TO DO:
Pull out every line of the records that contains the word "face", matching case exactly, and copy each line in full.

EXCERPTED RECORDS:
_____

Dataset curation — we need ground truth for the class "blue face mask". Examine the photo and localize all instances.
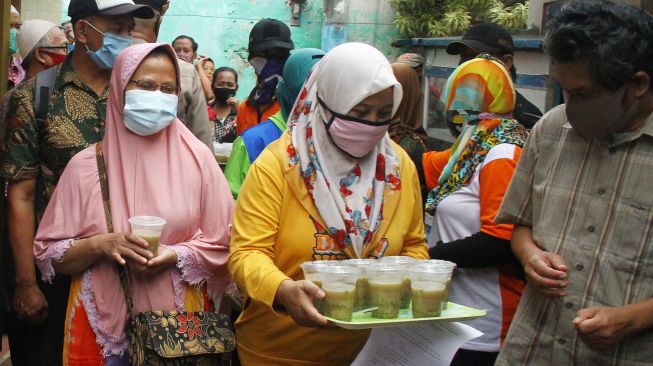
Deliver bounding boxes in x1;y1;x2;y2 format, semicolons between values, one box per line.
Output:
84;21;132;70
124;89;179;136
9;28;18;55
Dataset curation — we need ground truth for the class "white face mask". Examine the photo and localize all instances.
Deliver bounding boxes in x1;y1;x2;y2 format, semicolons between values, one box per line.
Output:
124;89;179;136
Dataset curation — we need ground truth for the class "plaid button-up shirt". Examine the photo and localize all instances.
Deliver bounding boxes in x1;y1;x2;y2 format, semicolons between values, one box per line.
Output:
496;106;653;365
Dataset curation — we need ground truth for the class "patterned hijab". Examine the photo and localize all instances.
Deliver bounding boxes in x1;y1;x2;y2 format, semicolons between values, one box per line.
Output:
426;55;526;214
288;43;402;258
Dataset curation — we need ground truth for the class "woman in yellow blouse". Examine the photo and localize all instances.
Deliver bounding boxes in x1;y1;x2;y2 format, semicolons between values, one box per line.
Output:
229;43;428;365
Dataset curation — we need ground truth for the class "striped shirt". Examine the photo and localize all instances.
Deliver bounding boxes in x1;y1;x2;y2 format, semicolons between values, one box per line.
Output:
496;106;653;365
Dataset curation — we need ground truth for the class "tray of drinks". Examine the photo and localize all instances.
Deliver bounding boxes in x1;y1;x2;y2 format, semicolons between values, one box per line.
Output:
302;256;486;329
326;302;487;329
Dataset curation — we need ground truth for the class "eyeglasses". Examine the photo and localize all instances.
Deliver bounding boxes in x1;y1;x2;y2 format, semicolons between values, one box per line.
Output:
129;79;180;94
39;45;68;55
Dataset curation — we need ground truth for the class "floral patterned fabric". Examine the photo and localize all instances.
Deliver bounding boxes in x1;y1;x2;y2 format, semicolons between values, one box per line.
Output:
0;58;108;219
426;119;527;214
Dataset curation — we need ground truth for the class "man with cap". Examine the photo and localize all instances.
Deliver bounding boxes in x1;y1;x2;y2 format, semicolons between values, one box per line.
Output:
236;18;295;134
446;23;542;130
0;19;67;358
0;0;153;366
18;19;68;79
132;0;213;151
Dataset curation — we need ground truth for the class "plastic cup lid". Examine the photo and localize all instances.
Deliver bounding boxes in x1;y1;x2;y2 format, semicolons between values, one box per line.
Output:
379;255;417;264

_____

RESPONSE:
Dataset curation — we need ground truth for the class "blue face mask". Examine the photo and localize all instances.
Dataset curation — we need ground truth for the class "white face mask". Examine the photo and localize all instances.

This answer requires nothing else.